BRIEF: Tally the lines of the data that include the word "headrest". Only the number is to be returned.

DATASET RECORDS:
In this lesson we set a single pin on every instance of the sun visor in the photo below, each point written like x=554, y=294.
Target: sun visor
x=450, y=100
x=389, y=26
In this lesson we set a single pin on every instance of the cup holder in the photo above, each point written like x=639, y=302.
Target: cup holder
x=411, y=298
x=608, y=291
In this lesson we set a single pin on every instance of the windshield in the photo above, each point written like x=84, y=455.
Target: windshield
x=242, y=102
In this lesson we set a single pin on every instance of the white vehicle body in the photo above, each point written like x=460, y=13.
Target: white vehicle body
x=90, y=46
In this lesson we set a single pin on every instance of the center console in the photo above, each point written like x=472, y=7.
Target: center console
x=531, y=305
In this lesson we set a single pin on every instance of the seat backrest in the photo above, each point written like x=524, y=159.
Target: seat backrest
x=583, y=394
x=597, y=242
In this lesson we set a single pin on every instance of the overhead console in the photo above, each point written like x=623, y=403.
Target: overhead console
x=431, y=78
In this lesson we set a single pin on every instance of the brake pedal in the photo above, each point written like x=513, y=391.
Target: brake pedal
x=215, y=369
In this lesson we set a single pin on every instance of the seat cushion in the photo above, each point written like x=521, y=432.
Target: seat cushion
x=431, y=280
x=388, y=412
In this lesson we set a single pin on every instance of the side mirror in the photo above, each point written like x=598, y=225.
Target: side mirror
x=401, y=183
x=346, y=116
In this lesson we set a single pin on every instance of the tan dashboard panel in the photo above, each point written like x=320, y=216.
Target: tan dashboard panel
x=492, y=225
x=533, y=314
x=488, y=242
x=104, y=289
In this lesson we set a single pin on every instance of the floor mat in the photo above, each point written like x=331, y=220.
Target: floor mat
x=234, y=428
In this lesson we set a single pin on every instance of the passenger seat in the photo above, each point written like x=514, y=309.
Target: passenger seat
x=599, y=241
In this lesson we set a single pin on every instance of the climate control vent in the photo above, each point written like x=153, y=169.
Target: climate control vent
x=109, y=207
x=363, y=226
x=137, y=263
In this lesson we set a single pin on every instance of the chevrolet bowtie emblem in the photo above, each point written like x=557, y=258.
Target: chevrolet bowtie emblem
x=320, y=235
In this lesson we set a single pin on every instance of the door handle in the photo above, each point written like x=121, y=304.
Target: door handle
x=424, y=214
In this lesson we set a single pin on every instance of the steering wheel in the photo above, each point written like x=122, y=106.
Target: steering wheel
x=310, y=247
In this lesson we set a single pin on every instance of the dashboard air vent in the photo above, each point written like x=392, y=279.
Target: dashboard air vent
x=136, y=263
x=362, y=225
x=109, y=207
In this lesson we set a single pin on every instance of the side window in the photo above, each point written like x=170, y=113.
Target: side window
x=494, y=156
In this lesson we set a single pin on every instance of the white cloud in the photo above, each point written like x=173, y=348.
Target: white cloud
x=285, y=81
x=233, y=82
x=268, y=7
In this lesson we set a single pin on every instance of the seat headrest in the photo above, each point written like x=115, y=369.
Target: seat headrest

TASK ANSWER: 2